OBJECTIVE: Can you put the lines of the entries, starting at the line that contains "Could you point at the motorcyclist" and ending at the last line of the entries, into a JSON list of strings, one string per line, with blank lines left out?

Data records
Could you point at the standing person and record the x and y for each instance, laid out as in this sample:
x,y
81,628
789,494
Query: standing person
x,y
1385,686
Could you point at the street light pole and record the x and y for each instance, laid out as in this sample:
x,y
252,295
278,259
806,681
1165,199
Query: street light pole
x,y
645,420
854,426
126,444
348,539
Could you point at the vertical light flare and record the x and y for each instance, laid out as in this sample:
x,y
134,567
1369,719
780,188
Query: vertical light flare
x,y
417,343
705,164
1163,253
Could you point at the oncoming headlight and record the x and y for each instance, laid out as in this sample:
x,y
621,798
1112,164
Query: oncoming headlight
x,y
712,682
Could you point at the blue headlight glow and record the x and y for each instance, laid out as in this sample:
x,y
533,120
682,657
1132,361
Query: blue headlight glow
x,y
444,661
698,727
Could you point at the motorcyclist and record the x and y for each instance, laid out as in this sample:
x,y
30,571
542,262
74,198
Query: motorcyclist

OUTPUT OF THE EXERCISE:
[
  "Could you point at the motorcyclist and record the x and y for each instance, laid out as in this sample:",
  "x,y",
  "30,571",
  "542,262",
  "74,198",
  "Query: motorcyclist"
]